EXERCISES TO COMPLETE>
[1] In the Torres interview excerpt, which two players does he say were sold once the owners started talking about selling?
[2] Please carry on the Torres interview excerpt from where it stops.

EXCERPT>
Aaaa kako je ovo dobro pročitati nakon 5 godina. Onako sporo, uz kavu. Opisi vremena iz interviewa te stvarno podsjete koje su to muke bile
A i lakše je iz ove perspektive razumjeti Torresov odlazak kojeg se tom prilikom detaljno i otvoreno dotakao. Top top štivo.
When I decided to move to Liverpool, it was because I was sure Liverpool was very close to becoming the best team in Europe,” he says. “But the situation changed completely…”
“We were not far away from being champions of England and champions of Europe. But we needed to keep the team.
Everything changed when the owners started talking about selling. The mindset of the club went in a different direction. Alonso was sold, Mascherano was sold, Benítez went too. Not all of the money went into new players. The club was saying, ‘We still want to be the best and we want to win’ but doing the opposite.”
“I left my club to win,” he continues. “By the time I left Liverpool, when everybody was leaving, I did not have the feeling that I was going to win there. It was hard because I had been so happy. I’d never felt happier than during my time at Liverpool. But then I felt betrayed. That’s the truth.”

Raw records>

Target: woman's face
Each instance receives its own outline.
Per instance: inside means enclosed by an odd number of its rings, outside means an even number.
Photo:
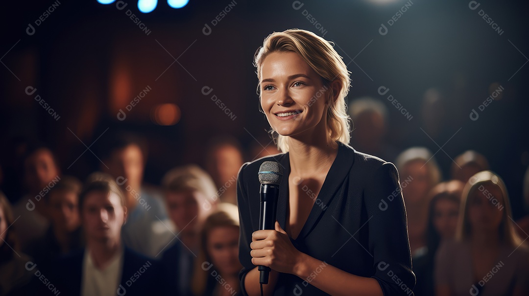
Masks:
[[[261,106],[272,128],[283,136],[325,131],[331,90],[297,53],[270,53],[260,70]]]
[[[428,166],[424,161],[414,160],[407,163],[401,174],[401,180],[412,178],[411,182],[402,186],[404,202],[409,205],[423,201],[432,185],[430,184]]]
[[[179,231],[191,232],[196,228],[197,220],[199,219],[198,200],[201,194],[197,191],[166,193],[168,214]]]
[[[237,274],[242,268],[239,261],[239,227],[215,227],[207,235],[207,252],[221,274]]]
[[[49,193],[50,219],[56,230],[71,232],[81,225],[79,197],[75,192],[56,190]]]
[[[504,196],[498,186],[478,185],[468,201],[468,219],[472,231],[497,232],[504,210]]]
[[[453,200],[443,198],[434,206],[433,226],[443,240],[453,238],[458,225],[459,205]]]

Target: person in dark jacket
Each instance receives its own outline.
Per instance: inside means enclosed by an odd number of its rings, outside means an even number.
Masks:
[[[239,171],[241,291],[413,295],[406,210],[393,164],[348,146],[346,67],[304,30],[267,37],[255,58],[261,107],[284,154]],[[275,230],[259,230],[261,164],[282,167]]]

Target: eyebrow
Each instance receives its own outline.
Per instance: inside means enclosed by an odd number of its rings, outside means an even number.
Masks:
[[[293,75],[290,75],[290,76],[287,77],[287,79],[288,80],[292,80],[292,79],[293,79],[294,78],[297,78],[298,77],[305,77],[305,78],[307,78],[307,79],[311,79],[311,78],[309,77],[308,76],[305,75],[305,74],[302,74],[302,73],[294,74]],[[274,82],[276,80],[273,80],[272,78],[267,78],[266,79],[263,79],[262,80],[261,80],[261,83],[262,83],[262,82]]]

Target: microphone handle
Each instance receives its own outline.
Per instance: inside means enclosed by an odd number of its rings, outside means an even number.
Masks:
[[[259,217],[259,230],[273,230],[276,228],[276,212],[277,209],[277,199],[279,196],[279,186],[275,184],[261,184],[261,211]],[[270,267],[259,265],[259,283],[268,283]]]

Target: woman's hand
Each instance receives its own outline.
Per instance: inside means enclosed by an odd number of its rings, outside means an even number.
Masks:
[[[258,230],[252,234],[252,263],[279,272],[296,274],[303,253],[296,249],[290,237],[276,221],[276,230]]]

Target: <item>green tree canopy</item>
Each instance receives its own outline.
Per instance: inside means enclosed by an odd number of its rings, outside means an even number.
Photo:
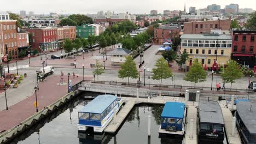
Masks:
[[[168,65],[168,63],[163,57],[158,59],[155,66],[156,68],[152,69],[152,79],[161,80],[160,86],[162,85],[162,79],[166,79],[172,76],[172,73]]]
[[[184,80],[194,82],[195,88],[196,83],[206,80],[207,75],[207,72],[202,67],[201,63],[198,62],[198,59],[196,59],[194,61],[189,71],[186,74]]]
[[[239,24],[236,19],[231,20],[230,28],[239,29]]]
[[[59,23],[60,26],[75,26],[77,25],[77,23],[75,21],[68,19],[61,19],[60,23]]]
[[[75,21],[78,26],[85,23],[94,23],[92,19],[85,15],[73,14],[68,16],[68,19]]]
[[[224,72],[220,75],[222,80],[226,83],[231,83],[230,89],[232,88],[232,83],[236,82],[236,79],[240,79],[242,76],[242,73],[236,62],[231,60],[228,63],[227,67],[224,68]]]
[[[83,43],[79,38],[76,38],[74,40],[74,48],[78,51],[83,46]]]
[[[95,65],[95,69],[92,72],[94,75],[97,75],[97,81],[98,81],[98,75],[100,75],[105,73],[104,69],[103,68],[103,65],[99,61],[96,61],[96,63]]]
[[[74,44],[70,39],[66,39],[64,40],[64,45],[63,48],[66,53],[69,53],[72,51],[74,49]]]
[[[149,22],[148,22],[148,21],[145,21],[144,22],[144,26],[145,27],[148,27],[149,26]]]
[[[130,77],[136,79],[138,77],[138,72],[136,68],[136,64],[131,56],[126,56],[125,62],[121,65],[121,69],[118,70],[118,77],[122,79],[128,77],[128,83],[129,83]]]

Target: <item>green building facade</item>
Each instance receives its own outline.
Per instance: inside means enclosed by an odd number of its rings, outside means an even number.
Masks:
[[[77,26],[75,32],[78,38],[88,38],[90,35],[94,35],[94,27],[84,24],[82,26]]]

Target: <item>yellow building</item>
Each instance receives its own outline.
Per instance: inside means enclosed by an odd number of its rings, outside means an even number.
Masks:
[[[230,35],[205,34],[183,34],[181,37],[181,52],[189,54],[188,67],[196,58],[203,67],[211,68],[224,65],[230,59],[232,51],[232,37]]]

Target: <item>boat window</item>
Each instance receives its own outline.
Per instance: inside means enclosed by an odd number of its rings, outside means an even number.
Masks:
[[[79,115],[79,118],[84,119],[89,119],[89,113],[79,112],[78,115]]]
[[[100,121],[101,120],[101,115],[96,114],[96,113],[91,113],[90,118],[90,119],[92,119],[92,120]]]
[[[175,118],[168,118],[168,123],[175,123]]]
[[[201,130],[210,130],[210,125],[208,124],[201,124]]]
[[[213,130],[216,129],[217,131],[223,131],[223,128],[222,128],[222,126],[220,125],[218,125],[218,124],[214,124],[212,125],[212,129]]]

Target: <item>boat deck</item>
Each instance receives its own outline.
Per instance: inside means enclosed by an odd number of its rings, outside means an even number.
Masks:
[[[236,144],[242,143],[242,142],[239,136],[237,129],[236,127],[235,135],[231,135],[232,133],[232,115],[231,111],[228,108],[225,107],[225,103],[224,101],[219,102],[219,105],[222,108],[222,113],[223,113],[223,118],[225,123],[225,129],[227,135],[228,141],[229,143]]]

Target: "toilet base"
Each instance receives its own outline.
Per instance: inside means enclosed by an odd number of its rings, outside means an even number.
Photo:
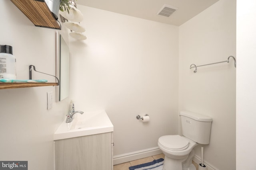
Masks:
[[[165,156],[163,170],[182,170],[182,162],[186,160],[186,158],[179,159],[172,159]]]

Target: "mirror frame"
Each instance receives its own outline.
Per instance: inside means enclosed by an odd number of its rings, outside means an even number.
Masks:
[[[64,62],[64,63],[62,62],[61,63],[61,56],[62,56],[62,53],[63,53],[63,50],[62,50],[62,46],[64,45],[68,47],[68,55],[66,55],[65,57],[68,59],[67,60],[68,62]],[[62,49],[63,49],[62,48]],[[65,49],[66,51],[67,49]],[[56,32],[56,76],[59,78],[60,80],[60,85],[59,86],[56,86],[56,102],[60,102],[63,99],[68,97],[69,95],[69,57],[70,57],[70,51],[68,48],[68,46],[66,44],[65,41],[63,39],[63,38],[61,36],[61,35],[59,33],[58,31]],[[62,55],[62,57],[63,57]],[[65,64],[65,69],[64,70],[64,71],[66,72],[66,74],[64,77],[63,74],[62,74],[62,73],[64,73],[63,70],[61,71],[62,69],[63,69],[63,64]],[[68,69],[66,68],[68,68]],[[64,79],[63,77],[65,77]],[[66,78],[67,78],[67,79]],[[66,92],[64,90],[64,88],[66,88]],[[68,90],[67,91],[67,88]]]

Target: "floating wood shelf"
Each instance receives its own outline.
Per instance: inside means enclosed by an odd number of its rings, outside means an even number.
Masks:
[[[57,83],[3,83],[0,82],[0,90],[26,87],[58,86]]]
[[[44,0],[11,0],[35,25],[60,29]]]

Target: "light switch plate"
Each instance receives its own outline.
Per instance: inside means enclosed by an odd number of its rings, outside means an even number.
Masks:
[[[52,107],[52,92],[47,92],[47,110]]]

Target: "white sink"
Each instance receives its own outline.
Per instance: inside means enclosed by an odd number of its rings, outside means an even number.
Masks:
[[[85,112],[74,115],[71,123],[66,119],[54,135],[54,140],[79,137],[114,131],[114,127],[105,111]]]

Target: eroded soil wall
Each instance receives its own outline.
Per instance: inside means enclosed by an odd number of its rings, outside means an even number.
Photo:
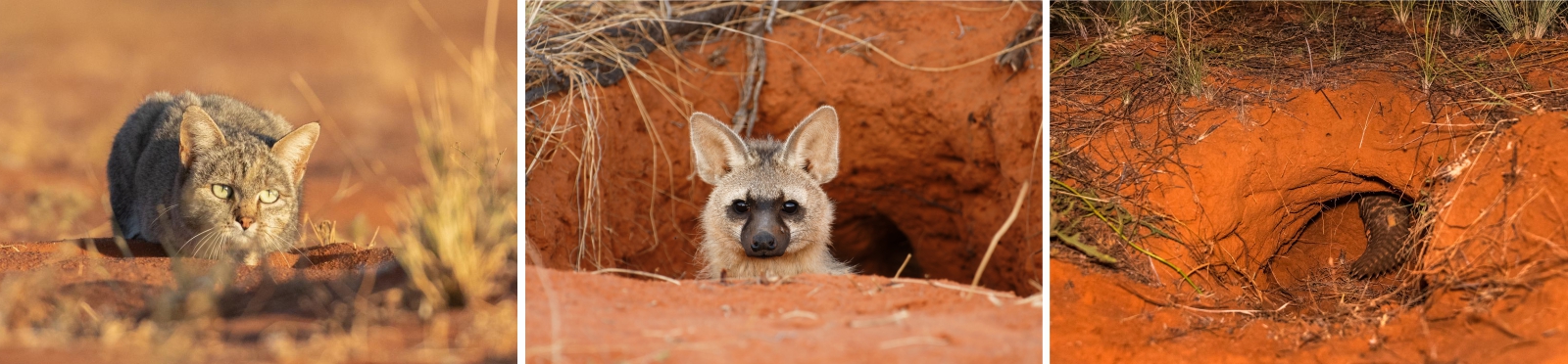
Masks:
[[[767,82],[753,136],[782,140],[818,105],[837,108],[840,169],[823,185],[837,209],[834,254],[866,273],[892,275],[903,251],[913,251],[911,265],[917,268],[906,270],[906,276],[925,273],[967,282],[1011,212],[1019,187],[1033,180],[982,286],[1036,292],[1030,281],[1041,275],[1044,226],[1040,180],[1033,177],[1041,171],[1033,155],[1041,152],[1033,147],[1044,118],[1043,71],[1040,64],[1016,74],[993,66],[988,56],[1007,47],[1030,13],[986,5],[989,11],[941,3],[855,3],[833,6],[833,14],[806,13],[823,19],[840,14],[834,17],[840,20],[826,24],[861,38],[875,36],[875,46],[908,64],[952,66],[986,58],[980,66],[949,72],[894,64],[806,22],[784,19],[768,35]],[[955,16],[966,28],[960,30]],[[546,162],[530,169],[527,238],[544,265],[695,276],[702,234],[698,210],[712,187],[691,171],[687,118],[704,111],[729,121],[746,58],[737,39],[693,46],[681,58],[698,71],[674,74],[677,61],[655,53],[632,77],[596,89],[602,107],[597,165],[582,162],[577,151],[583,133],[569,132]],[[558,111],[554,107],[560,97],[549,102],[536,111]],[[588,182],[579,179],[585,171],[580,165],[596,171],[599,193],[591,198],[585,193]],[[597,210],[583,215],[585,201],[597,204]],[[582,229],[583,221],[588,229]]]

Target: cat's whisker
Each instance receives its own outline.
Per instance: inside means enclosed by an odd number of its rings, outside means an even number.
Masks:
[[[180,251],[185,251],[185,246],[187,246],[187,245],[190,245],[190,243],[191,243],[191,240],[196,240],[198,237],[201,237],[201,235],[204,235],[204,234],[207,234],[207,232],[212,232],[212,229],[218,229],[218,226],[213,226],[213,228],[207,228],[207,229],[205,229],[205,231],[202,231],[202,232],[196,232],[196,235],[191,235],[191,238],[187,238],[187,240],[185,240],[185,243],[180,243],[180,248],[179,248],[179,249],[180,249]],[[196,243],[196,248],[201,248],[201,242],[198,242],[198,243]]]
[[[154,217],[154,218],[152,218],[152,223],[151,223],[151,224],[157,224],[157,223],[158,223],[158,220],[163,220],[163,217],[165,217],[165,215],[168,215],[168,213],[169,213],[169,210],[174,210],[174,207],[179,207],[179,206],[180,206],[180,204],[171,204],[169,207],[163,207],[163,210],[160,210],[160,212],[158,212],[158,217]]]

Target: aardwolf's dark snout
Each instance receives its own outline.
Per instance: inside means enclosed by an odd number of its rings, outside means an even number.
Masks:
[[[740,246],[750,257],[776,257],[789,248],[789,226],[782,217],[770,209],[773,201],[762,201],[760,209],[751,210],[751,218],[740,229]]]

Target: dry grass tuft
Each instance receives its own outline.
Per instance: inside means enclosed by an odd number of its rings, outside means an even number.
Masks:
[[[489,33],[497,16],[494,3]],[[394,254],[412,287],[426,298],[422,304],[488,306],[492,297],[516,286],[516,273],[508,271],[517,262],[517,173],[495,140],[495,122],[514,121],[516,115],[495,91],[497,61],[494,44],[472,52],[464,64],[466,97],[453,97],[448,83],[437,78],[426,107],[419,89],[408,88],[428,187],[409,193],[405,231]],[[478,135],[456,130],[478,130]]]

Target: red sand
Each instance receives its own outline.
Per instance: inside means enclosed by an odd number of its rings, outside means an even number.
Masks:
[[[831,11],[806,16],[831,17],[829,25],[861,38],[881,35],[873,44],[903,63],[952,66],[985,58],[952,72],[911,71],[866,49],[836,50],[853,41],[833,33],[818,41],[811,24],[773,24],[768,39],[778,44],[768,46],[762,118],[753,136],[782,138],[818,105],[837,108],[840,169],[823,185],[837,209],[834,256],[869,275],[803,276],[776,286],[690,281],[699,268],[693,260],[701,240],[698,209],[712,187],[690,176],[685,119],[691,111],[731,119],[737,75],[746,66],[745,46],[726,39],[681,53],[715,72],[663,74],[657,69],[674,64],[655,53],[638,69],[693,104],[673,107],[635,74],[601,89],[599,242],[579,248],[583,188],[572,157],[580,155],[579,132],[566,133],[554,162],[527,176],[527,242],[546,267],[528,267],[524,279],[528,361],[549,361],[552,345],[574,361],[1041,359],[1038,308],[1014,304],[1014,298],[996,306],[985,297],[966,300],[956,290],[924,284],[891,287],[886,278],[905,253],[913,253],[903,276],[967,284],[1011,212],[1019,185],[1030,180],[1018,221],[997,245],[980,286],[1019,297],[1038,292],[1032,284],[1041,279],[1044,226],[1041,158],[1035,155],[1043,151],[1032,147],[1044,118],[1043,69],[1033,63],[1013,74],[988,58],[1007,47],[1030,13],[1018,6],[1008,11],[1007,3],[875,2],[839,3]],[[961,38],[955,16],[967,27]],[[715,52],[728,60],[723,66],[710,61]],[[1040,46],[1032,52],[1038,56]],[[550,115],[550,107],[536,110]],[[602,246],[602,254],[594,246]],[[580,265],[579,253],[585,253]],[[687,279],[674,286],[569,271],[597,267]],[[851,326],[900,309],[909,315],[902,325]]]

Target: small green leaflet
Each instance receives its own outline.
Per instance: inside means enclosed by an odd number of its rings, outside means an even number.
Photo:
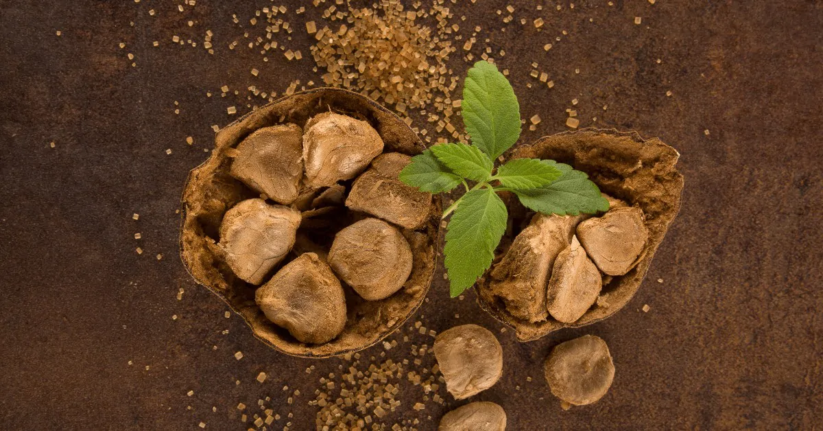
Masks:
[[[441,143],[431,148],[438,160],[455,174],[475,181],[488,181],[495,164],[477,147],[465,143]]]
[[[518,158],[497,169],[495,179],[506,187],[518,190],[548,185],[563,173],[556,167],[536,158]]]
[[[544,214],[578,215],[609,210],[609,201],[600,194],[600,189],[579,171],[566,171],[544,187],[514,191],[523,205]]]
[[[401,181],[429,193],[449,191],[463,182],[463,178],[452,173],[437,160],[430,149],[412,157],[412,162],[400,172],[399,178]]]
[[[497,67],[486,61],[478,61],[468,70],[462,115],[472,143],[492,160],[520,137],[520,105],[514,90]]]
[[[491,189],[472,190],[462,199],[449,222],[444,249],[452,297],[472,287],[491,265],[509,217]]]

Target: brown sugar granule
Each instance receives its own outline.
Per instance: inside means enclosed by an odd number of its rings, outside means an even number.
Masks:
[[[389,105],[433,108],[450,117],[451,94],[459,78],[446,66],[449,54],[456,51],[449,40],[448,7],[431,7],[428,14],[438,21],[432,29],[418,23],[417,14],[403,12],[396,1],[381,0],[375,6],[342,10],[341,18],[346,17],[348,26],[317,30],[311,53],[318,68],[326,71],[324,83],[382,98]],[[466,44],[463,48],[470,49],[472,40]]]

ANSWERS FOR THE TASKS>
[1] Alonso and Mascherano.

[2]
“Benítez was not there: the club sacked him. I finished the World Cup and I talked with Purslow on holiday. He came with Roy Hodgson, who was keen to speak to me. I told them my view on what was happening at the club: that we were so close to winning and now good players were leaving. What was our future?
“Purslow explained that Liverpool were in the process of being sold to new owners and that nobody could leave in the summer because the club had a higher value with the players they had at that time. ‘We cannot sell you,’ he told me. I told them we would not win without investment and that it worried me we’d fall behind very quickly. I explained that when I joined the club, the mood was totally different and that Benítez’s ambition had taken me to Liverpool. Purslow told me that nobody would leave but as soon as the club was sold he would speak to the new owner and try to find a solution. If I wanted to leave then, I could.
“Nobody ever said to me, ‘We want you to stay and be like Stevie.’ The message was: ‘We’ll sell the club and you can leave.’ That means to me the people running the club did not really care about Liverpool, only themselves. They wanted to save themselves. And then Mascherano was sold anyway.”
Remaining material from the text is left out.